Task prompt
Please swap "Example" for "Sample" throughout the records below and reproduce every line with nothing else changed.

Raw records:
=-=-=-=-=
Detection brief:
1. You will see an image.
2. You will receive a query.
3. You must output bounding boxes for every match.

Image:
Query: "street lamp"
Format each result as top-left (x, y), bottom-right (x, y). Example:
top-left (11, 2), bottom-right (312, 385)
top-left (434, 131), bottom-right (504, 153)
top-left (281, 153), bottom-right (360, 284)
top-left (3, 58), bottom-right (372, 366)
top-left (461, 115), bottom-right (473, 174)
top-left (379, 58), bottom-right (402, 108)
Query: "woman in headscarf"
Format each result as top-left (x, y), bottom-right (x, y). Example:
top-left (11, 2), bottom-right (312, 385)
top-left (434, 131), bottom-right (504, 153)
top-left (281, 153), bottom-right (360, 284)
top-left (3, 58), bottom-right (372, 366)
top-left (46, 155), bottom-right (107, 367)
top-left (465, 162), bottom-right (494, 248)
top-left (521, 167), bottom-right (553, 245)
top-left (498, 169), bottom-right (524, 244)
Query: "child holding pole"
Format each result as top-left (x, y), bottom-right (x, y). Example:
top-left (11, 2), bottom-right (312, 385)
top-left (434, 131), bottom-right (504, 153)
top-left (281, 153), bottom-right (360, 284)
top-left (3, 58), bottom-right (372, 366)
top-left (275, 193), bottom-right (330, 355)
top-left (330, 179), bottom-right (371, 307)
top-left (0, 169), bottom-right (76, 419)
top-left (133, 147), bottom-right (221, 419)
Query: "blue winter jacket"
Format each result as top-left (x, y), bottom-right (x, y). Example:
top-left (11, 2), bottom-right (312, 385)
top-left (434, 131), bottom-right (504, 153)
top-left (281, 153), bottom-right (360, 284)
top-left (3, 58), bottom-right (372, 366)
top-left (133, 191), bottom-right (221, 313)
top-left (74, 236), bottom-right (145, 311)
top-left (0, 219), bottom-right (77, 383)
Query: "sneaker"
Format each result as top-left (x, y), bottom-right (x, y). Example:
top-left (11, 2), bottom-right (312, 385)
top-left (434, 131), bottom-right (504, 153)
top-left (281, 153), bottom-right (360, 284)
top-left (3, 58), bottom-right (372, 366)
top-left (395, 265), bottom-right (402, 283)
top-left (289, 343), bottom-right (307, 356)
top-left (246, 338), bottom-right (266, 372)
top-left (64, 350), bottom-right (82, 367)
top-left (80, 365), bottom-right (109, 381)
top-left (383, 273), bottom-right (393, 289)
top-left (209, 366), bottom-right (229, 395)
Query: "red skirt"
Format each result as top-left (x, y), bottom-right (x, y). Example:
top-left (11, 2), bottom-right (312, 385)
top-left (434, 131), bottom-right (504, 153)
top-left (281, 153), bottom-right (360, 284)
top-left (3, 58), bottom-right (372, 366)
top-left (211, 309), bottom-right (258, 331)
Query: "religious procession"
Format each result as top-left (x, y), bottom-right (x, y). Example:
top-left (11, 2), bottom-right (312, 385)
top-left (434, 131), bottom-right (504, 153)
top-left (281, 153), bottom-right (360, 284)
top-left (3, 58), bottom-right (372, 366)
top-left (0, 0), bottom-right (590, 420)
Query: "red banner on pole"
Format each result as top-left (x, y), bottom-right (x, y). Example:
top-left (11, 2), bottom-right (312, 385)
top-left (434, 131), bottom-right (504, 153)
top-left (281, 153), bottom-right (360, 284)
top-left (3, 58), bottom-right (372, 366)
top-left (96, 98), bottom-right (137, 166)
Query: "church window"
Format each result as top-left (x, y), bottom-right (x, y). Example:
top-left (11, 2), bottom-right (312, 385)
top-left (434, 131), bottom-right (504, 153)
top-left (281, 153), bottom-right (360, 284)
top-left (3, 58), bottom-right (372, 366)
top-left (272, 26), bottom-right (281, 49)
=-=-=-=-=
In response
Detection brief:
1. You will see an image.
2. You will receive a query.
3. You must output bounding boxes for every match.

Image:
Query: "street lamp"
Format each result as top-left (x, y), bottom-right (x, y). Sample:
top-left (11, 2), bottom-right (312, 385)
top-left (434, 131), bottom-right (504, 153)
top-left (281, 153), bottom-right (360, 284)
top-left (3, 58), bottom-right (372, 366)
top-left (461, 115), bottom-right (473, 174)
top-left (379, 58), bottom-right (402, 108)
Query: "woman in headscarf"
Format each result as top-left (x, y), bottom-right (x, y). Sample:
top-left (11, 2), bottom-right (312, 385)
top-left (434, 131), bottom-right (504, 153)
top-left (281, 153), bottom-right (360, 284)
top-left (3, 58), bottom-right (372, 366)
top-left (46, 155), bottom-right (107, 367)
top-left (465, 162), bottom-right (494, 248)
top-left (521, 167), bottom-right (553, 245)
top-left (498, 169), bottom-right (524, 244)
Query: "child holding pole"
Format each result as top-left (x, y), bottom-right (x, y). Sample:
top-left (11, 2), bottom-right (312, 385)
top-left (434, 131), bottom-right (504, 153)
top-left (281, 153), bottom-right (360, 284)
top-left (3, 58), bottom-right (372, 366)
top-left (275, 193), bottom-right (330, 355)
top-left (330, 179), bottom-right (371, 307)
top-left (0, 169), bottom-right (76, 419)
top-left (133, 147), bottom-right (221, 419)
Query: "blue winter jacket"
Format each result as top-left (x, y), bottom-right (x, y). Sample:
top-left (11, 2), bottom-right (312, 385)
top-left (434, 131), bottom-right (504, 153)
top-left (281, 153), bottom-right (360, 284)
top-left (3, 58), bottom-right (372, 366)
top-left (133, 191), bottom-right (221, 313)
top-left (74, 236), bottom-right (145, 311)
top-left (0, 219), bottom-right (77, 383)
Query: "sneaker"
Format each result as top-left (x, y), bottom-right (x, y). Sample:
top-left (11, 2), bottom-right (312, 385)
top-left (434, 131), bottom-right (504, 153)
top-left (281, 153), bottom-right (360, 284)
top-left (3, 58), bottom-right (372, 366)
top-left (395, 265), bottom-right (402, 283)
top-left (289, 343), bottom-right (307, 356)
top-left (246, 338), bottom-right (266, 372)
top-left (64, 350), bottom-right (82, 367)
top-left (80, 365), bottom-right (109, 381)
top-left (383, 273), bottom-right (393, 289)
top-left (209, 366), bottom-right (229, 395)
Query: "red skirt"
Format each result as top-left (x, y), bottom-right (x, y). Sample:
top-left (11, 2), bottom-right (312, 385)
top-left (434, 131), bottom-right (504, 153)
top-left (281, 153), bottom-right (360, 284)
top-left (3, 58), bottom-right (372, 366)
top-left (211, 309), bottom-right (258, 331)
Query: "religious procession"
Format each result as top-left (x, y), bottom-right (x, y). Sample:
top-left (11, 2), bottom-right (312, 385)
top-left (434, 131), bottom-right (504, 153)
top-left (281, 153), bottom-right (360, 284)
top-left (3, 58), bottom-right (372, 366)
top-left (0, 0), bottom-right (590, 420)
Query: "red banner on pole"
Format each result as top-left (x, y), bottom-right (x, y). Sample:
top-left (11, 2), bottom-right (312, 385)
top-left (434, 131), bottom-right (504, 153)
top-left (281, 153), bottom-right (360, 284)
top-left (3, 58), bottom-right (372, 366)
top-left (96, 98), bottom-right (137, 166)
Query: "church window"
Format each result as top-left (x, y), bottom-right (x, y). Sample:
top-left (11, 2), bottom-right (312, 385)
top-left (434, 131), bottom-right (504, 153)
top-left (281, 153), bottom-right (360, 284)
top-left (3, 58), bottom-right (372, 366)
top-left (272, 26), bottom-right (281, 49)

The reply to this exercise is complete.